─── Passage given ───
Law No. 20,920, known as the REP Law (Extended Producer Responsibility), empowered the executive branch to establish specific regulations by product category. DS No. 22/2025 is the instrument that activates that authority for three main categories: batteries, temperature exchange devices (TEDs), and photovoltaic panels (PVPs), in addition to extending the regime to other electrical and electronic equipment (EEE). The collection targets set by the decree:

  • Batteries and accumulators in general: starting point at 3% of the volume placed on the market, scaling up to 45% by the end of the compliance period.
  • TEDs: initial target of 6%, with a cap at 30%.
  • PVPs: floor at 10%, maximum at 50%.

The base period is 24 months from publication — which places the start of the compliance period around May 2028 — with staggered increases starting from that date. But two obligations do not wait for that deadline. Retailers whose point of sale exceeds 400 m² must immediately set up a reception point for used products, at no cost to the consumer who returns them. And batteries imported with mercury or cadmium content exceeding the limits established in the decree may not enter the market as of May 7, 2026. The decision rule is precise: not setting up the reception point or importing batteries outside the limits is not future noncompliance; it is current noncompliance.
───
Given task A: According to the passage on DS No. 22/2025, what is the maximum collection target for temperature exchange devices?
Given task B: In the passage on DS No. 22/2025, write out the stretch from "Law No. 20,920, known" through "cap at 30%.", switching "photovoltaic panels" to "solar panels".
Given task C: Pick up the passage on DS No. 22/2025 after its final sentence and continue it.
─── Material provided ───
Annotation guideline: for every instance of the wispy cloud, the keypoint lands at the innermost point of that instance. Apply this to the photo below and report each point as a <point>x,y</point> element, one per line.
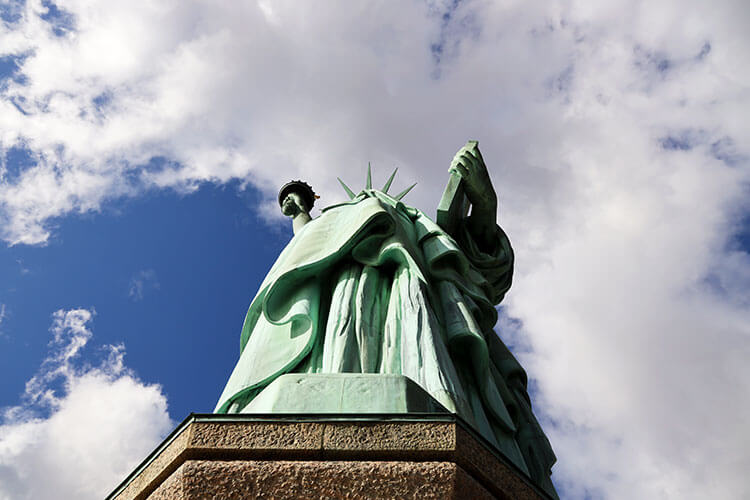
<point>143,281</point>
<point>615,133</point>
<point>79,428</point>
───
Written response A: 30%

Written response B:
Law No. 20,920, known as the REP Law (Extended Producer Responsibility), empowered the executive branch to establish specific regulations by product category. DS No. 22/2025 is the instrument that activates that authority for three main categories: batteries, temperature exchange devices (TEDs), and solar panels (PVPs), in addition to extending the regime to other electrical and electronic equipment (EEE). The collection targets set by the decree:

  • Batteries and accumulators in general: starting point at 3% of the volume placed on the market, scaling up to 45% by the end of the compliance period.
  • TEDs: initial target of 6%, with a cap at 30%.

Written response C:
What this may mean for your company

The analysis changes depending on the role your company plays in the chain. If you are a producer or importer of any of the regulated categories, the decree brings you into the management system required by the REP Law. That means registering in the Producers and Responsible Parties Registry, reporting the volume placed on the market, and meeting the collection targets within the deadlines set by the decree. The targets are not aspirational: they are compliance thresholds with legal consequences before the Superintendence of the Environment (SMA). If you are a battery importer, the obligation to comply with the mercury and cadmium limits applies from May 7, 2026. Importing products that do not comply with those limits exposes your company to customs retention, an SMA fine, and, potentially, civil liability toward distributors or buyers who receive the products. If you are a retailer with points of sale larger than 400 m², you need to set up the reception of used products. This is not a voluntary or gradual decision. The omission is enforceable from now on. The gray area left open by the decree is the exact scope of "electrical and electronic equipment" outside the named categories. The REP Law has a broad list and the regulation does not circumscribe it with surgical precision. If your company markets products on that boundary — small appliances, lighting equipment, power tools — it is worth checking whether they fall under the decree before the SMA answers that question in an inspection.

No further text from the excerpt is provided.